**Extrait du texte:**
Depuis le 20 novembre, les Kurdes du Nord-Est syrien sont sous le feu des bombes turques. Cette offensive aérienne, lancée par Recep Tayyip Erdogan après l'attentat non revendiqué du 13 novembre à Istanbul, pourrait s'étendre avec l'envoi de troupes sur le terrain. Une opération qui pourrait déstabiliser le nord de la Syrie, où les jihadistes du groupe État islamique recrutent de nouvelles générations de combattants, selon Fabrice Balanche, maître de conférences en géographie à l’université Lumière Lyon 2.
L'étau se resserre autour des Kurdes syriens. Recep Tayyip Erdogan ne cesse de marteler son intention d'ordonner, "le moment venu", une offensive terrestre dans le nord-est de la Syrie en guise de représailles à l'attentat qui a fait six morts et des dizaines de blessés à Istanbul le 13 novembre.
Cette attaque, attribuée par Ankara aux Kurdes de Syrie et au Parti des travailleurs du Kurdistan (PKK) en Irak, qui nient toute implication, a déjà ouvert la voie à l'opération aérienne "Griffe Épée", dans le nord-est de la Syrie. Washington a appelé Ankara à la retenue tout en reconnaissant la légitimité de ses exigences de sécurité, mardi 29 novembre.
"Une poursuite des combats, et plus particulièrement une offensive terrestre, compromettraient gravement les gains durement acquis dans la lutte contre le groupe État islamique et déstabiliserait la région", a déclaré à la presse le général américain Pat Ryder.
Un appel également lancé par Moscou, allié du régime syrien. Si la Turquie mettait ses menaces à exécution, "nous serons obligés d'élargir l'étendue de cette guerre" pour qu'elle englobe l'ensemble de la zone frontalière, a averti le commandant en chef des Forces démocratiques syriennes (FDS), Mazloum Abdi, qui a déploré la position "faible" de Washington. Les FDS (dominées par les Kurdes) ont exhorté la Russie à faire pression sur la Turquie.
Entre 2016 et 2019, la Turquie a mené trois opérations d'envergure dans le nord de la Syrie contre les milices et organisations kurdes. Le président turc, au pouvoir depuis 2002 et candidat à sa réélection en juin 2023, répète vouloir créer une "zone de sécurité" de 30 km de large le long de sa frontière sud.
Appuyées par la coalition internationale menée par les États-Unis, les FDS avaient été le fer de lance de la lutte contre le groupe jihadiste État islamique en Syrie entre 2015 (la bataille de Kobané) et 2019 (la prise de Baghouz). D'où une certaine amertume de leur part.
Pour Fabrice Balanche, maître de conférences en géographie à l’université Lumière Lyon 2, Recep Tayyip Erdogan entend assurer sa réélection en juin 2023 en exaltant le nationalisme turc. Mais une opération terrestre pourrait favoriser l'émergence d'une nouvelle génération de jihadistes du groupe État islamique en Syrie.

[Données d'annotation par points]
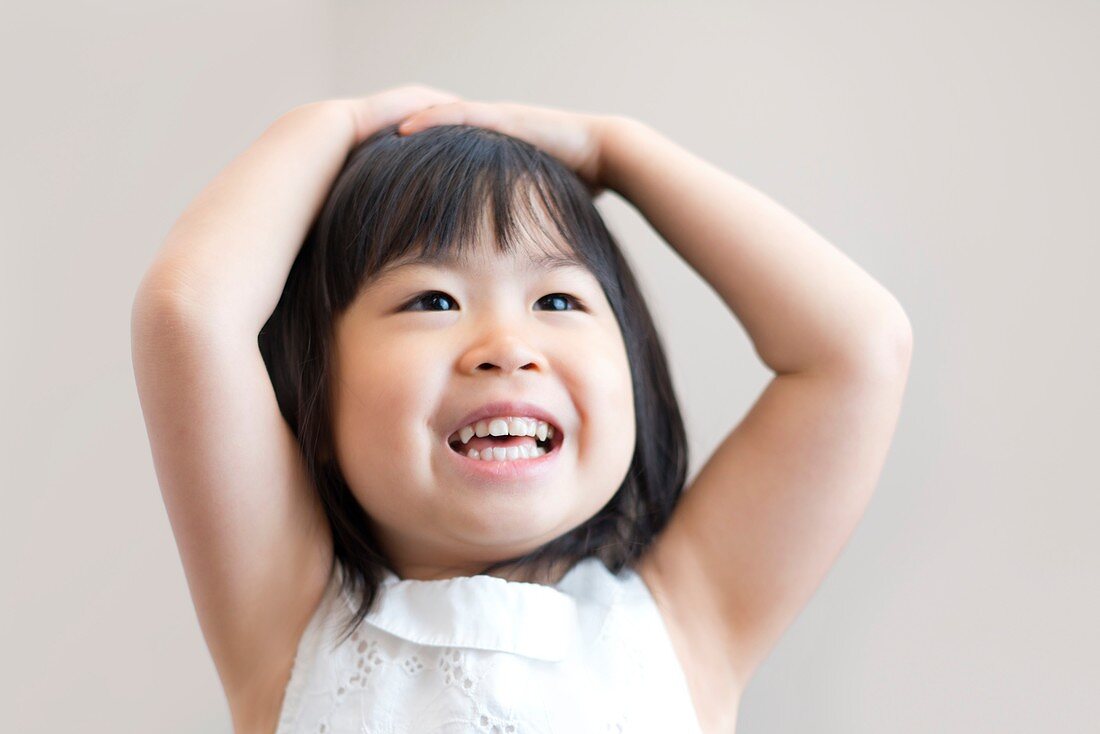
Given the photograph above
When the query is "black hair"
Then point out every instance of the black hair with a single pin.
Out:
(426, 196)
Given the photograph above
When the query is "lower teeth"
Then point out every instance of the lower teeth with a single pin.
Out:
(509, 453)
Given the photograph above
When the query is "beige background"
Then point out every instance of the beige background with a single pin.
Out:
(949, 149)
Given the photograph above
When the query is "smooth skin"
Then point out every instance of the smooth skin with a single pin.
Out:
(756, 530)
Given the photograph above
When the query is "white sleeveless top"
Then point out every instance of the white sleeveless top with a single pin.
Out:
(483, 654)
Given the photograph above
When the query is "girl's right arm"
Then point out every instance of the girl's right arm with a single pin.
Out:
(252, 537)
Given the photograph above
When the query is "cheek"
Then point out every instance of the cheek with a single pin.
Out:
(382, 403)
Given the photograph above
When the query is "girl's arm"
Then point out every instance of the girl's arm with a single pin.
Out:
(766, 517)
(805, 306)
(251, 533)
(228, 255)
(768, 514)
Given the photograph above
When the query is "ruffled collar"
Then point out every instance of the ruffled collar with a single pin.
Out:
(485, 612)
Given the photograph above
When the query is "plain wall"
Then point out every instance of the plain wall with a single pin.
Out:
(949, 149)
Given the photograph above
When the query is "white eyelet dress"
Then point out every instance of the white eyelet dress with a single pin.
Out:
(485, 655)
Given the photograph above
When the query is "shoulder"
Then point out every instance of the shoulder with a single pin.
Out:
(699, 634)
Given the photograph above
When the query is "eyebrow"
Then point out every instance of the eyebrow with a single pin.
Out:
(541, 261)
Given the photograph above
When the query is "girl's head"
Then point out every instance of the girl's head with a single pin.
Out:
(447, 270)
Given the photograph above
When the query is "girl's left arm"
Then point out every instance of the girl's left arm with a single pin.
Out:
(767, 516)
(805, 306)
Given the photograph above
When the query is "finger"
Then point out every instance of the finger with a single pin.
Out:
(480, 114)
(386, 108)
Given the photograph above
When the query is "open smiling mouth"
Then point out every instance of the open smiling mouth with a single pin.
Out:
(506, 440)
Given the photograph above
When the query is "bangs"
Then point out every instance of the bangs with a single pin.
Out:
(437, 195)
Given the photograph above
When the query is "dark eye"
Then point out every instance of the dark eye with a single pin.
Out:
---
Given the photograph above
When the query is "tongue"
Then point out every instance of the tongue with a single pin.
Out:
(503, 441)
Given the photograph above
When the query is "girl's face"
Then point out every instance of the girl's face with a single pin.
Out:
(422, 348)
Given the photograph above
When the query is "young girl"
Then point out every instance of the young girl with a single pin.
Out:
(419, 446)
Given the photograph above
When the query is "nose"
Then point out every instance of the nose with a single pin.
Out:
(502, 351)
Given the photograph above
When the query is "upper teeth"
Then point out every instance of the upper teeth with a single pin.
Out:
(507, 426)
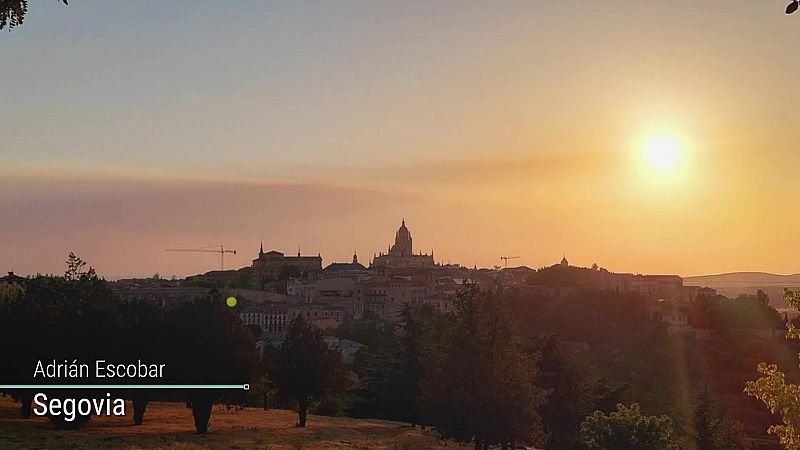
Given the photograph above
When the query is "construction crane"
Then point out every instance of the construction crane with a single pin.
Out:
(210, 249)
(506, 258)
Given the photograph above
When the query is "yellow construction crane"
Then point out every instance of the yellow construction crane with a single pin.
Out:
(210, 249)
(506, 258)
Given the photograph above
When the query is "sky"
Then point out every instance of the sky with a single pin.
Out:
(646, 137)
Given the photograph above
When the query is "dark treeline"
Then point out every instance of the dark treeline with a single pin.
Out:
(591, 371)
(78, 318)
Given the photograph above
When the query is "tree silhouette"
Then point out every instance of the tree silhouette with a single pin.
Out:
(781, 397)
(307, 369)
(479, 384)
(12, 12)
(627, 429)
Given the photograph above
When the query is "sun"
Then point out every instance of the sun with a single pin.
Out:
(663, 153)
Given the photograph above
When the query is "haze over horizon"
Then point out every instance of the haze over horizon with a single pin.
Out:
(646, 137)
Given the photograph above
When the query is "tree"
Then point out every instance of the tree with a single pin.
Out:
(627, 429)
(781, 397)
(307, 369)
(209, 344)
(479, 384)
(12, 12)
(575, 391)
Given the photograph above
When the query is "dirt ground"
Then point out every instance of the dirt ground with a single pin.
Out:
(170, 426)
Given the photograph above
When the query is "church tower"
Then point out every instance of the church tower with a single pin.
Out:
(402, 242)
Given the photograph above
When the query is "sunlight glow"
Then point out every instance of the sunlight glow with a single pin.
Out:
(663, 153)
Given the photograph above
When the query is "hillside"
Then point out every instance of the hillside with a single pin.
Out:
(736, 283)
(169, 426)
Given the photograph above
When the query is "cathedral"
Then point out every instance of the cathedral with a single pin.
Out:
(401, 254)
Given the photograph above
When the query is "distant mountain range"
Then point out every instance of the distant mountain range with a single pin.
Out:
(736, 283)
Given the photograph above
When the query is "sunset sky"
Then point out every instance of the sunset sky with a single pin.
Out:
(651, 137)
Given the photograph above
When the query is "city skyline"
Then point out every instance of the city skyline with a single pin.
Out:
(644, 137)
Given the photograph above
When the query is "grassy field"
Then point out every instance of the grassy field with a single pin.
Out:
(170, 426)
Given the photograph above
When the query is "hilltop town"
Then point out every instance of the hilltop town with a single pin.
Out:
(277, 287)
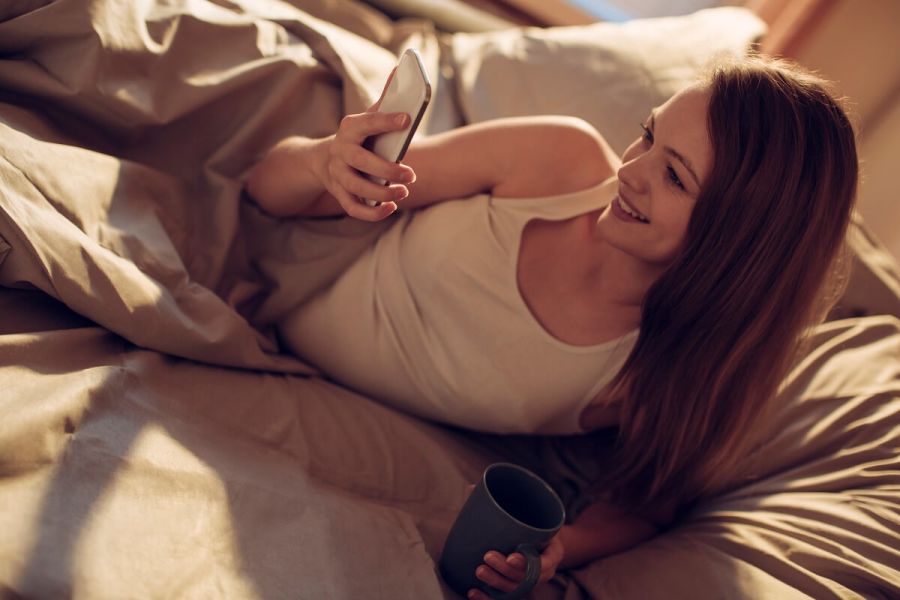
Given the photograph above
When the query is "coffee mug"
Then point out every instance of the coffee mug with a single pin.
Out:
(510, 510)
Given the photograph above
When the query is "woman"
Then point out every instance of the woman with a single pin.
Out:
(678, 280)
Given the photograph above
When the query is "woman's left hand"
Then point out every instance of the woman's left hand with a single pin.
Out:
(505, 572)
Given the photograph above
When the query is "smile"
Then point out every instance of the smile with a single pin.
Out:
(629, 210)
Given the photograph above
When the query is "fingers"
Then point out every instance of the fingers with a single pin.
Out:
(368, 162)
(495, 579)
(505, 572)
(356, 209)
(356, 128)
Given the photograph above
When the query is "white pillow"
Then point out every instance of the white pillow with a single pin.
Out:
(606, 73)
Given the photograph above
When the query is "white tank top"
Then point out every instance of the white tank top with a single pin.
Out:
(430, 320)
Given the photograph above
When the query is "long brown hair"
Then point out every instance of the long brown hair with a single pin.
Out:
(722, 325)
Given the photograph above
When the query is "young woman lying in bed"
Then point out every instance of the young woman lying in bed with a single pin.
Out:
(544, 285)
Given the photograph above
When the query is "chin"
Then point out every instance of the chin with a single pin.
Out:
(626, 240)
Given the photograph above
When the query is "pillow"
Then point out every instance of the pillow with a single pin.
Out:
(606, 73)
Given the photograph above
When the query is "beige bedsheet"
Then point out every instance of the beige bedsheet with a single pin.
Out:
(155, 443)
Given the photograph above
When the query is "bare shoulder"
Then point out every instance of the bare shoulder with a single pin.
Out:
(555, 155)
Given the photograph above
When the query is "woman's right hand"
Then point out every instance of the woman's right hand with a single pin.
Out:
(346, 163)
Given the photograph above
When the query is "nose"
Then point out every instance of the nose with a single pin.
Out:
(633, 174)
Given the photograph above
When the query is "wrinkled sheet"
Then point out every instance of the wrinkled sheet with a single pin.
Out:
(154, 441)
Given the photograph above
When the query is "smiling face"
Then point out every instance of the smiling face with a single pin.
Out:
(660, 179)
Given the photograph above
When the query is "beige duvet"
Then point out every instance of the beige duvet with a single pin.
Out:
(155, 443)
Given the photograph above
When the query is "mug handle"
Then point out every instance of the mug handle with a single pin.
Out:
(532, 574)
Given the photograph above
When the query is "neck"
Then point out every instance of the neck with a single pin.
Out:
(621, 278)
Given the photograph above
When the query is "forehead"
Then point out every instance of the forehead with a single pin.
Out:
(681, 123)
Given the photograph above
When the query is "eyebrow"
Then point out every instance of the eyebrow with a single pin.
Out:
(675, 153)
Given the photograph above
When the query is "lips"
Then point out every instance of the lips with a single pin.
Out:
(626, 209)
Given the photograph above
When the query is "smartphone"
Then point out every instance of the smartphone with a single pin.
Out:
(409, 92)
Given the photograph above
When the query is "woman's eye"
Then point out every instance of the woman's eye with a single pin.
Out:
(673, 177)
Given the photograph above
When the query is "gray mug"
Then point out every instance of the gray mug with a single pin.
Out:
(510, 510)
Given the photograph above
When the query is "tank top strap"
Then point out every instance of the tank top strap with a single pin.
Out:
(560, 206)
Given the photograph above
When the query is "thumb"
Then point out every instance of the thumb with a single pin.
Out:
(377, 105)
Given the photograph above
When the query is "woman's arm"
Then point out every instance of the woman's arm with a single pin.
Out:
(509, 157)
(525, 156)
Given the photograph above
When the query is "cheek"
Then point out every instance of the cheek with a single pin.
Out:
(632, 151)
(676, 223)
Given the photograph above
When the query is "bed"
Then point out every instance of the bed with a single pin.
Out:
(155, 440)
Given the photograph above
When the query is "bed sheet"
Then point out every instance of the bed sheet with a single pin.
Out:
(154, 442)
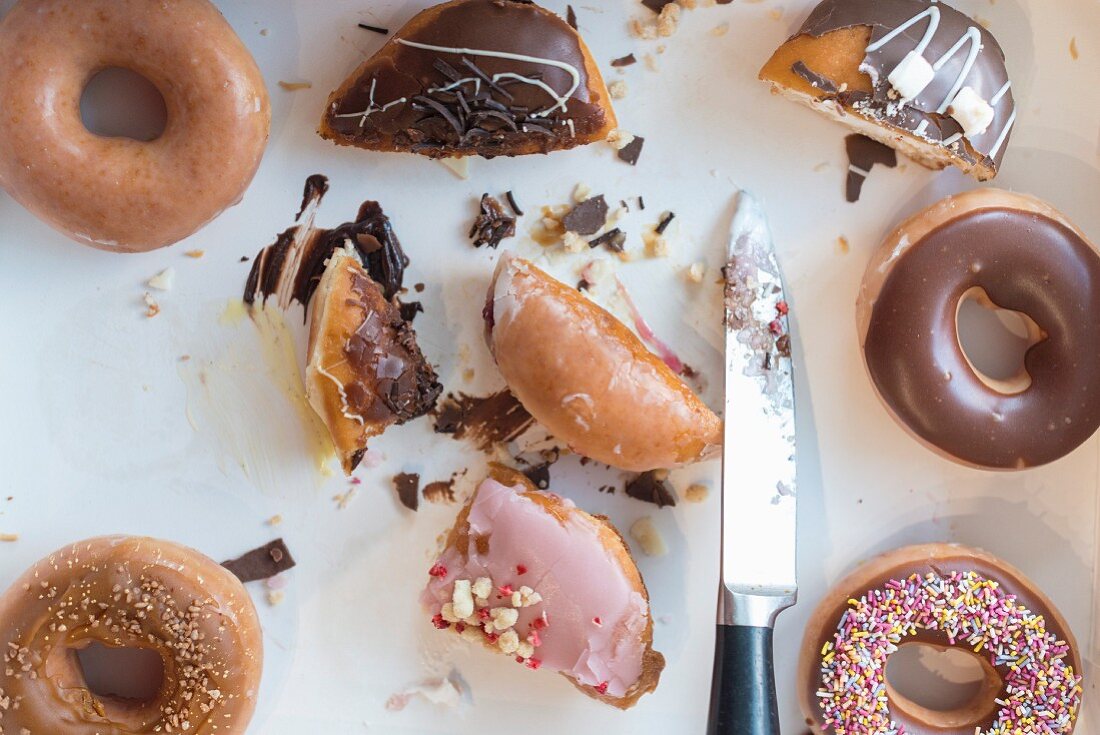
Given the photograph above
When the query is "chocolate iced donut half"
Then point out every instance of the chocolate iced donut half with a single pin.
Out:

**Consignes:**
1. Reproduisez le passage de l'article sur l'offensive turque qui va de « Appuyées par la » à « de leur part. ».
2. Comptez les lignes qui contiennent la chaîne « grassy » et indiquez seulement ce nombre, s'il vous plaît.

**Réponses par tâche:**
1.
Appuyées par la coalition internationale menée par les États-Unis, les FDS avaient été le fer de lance de la lutte contre le groupe jihadiste État islamique en Syrie entre 2015 (la bataille de Kobané) et 2019 (la prise de Baghouz). D'où une certaine amertume de leur part.

2. 2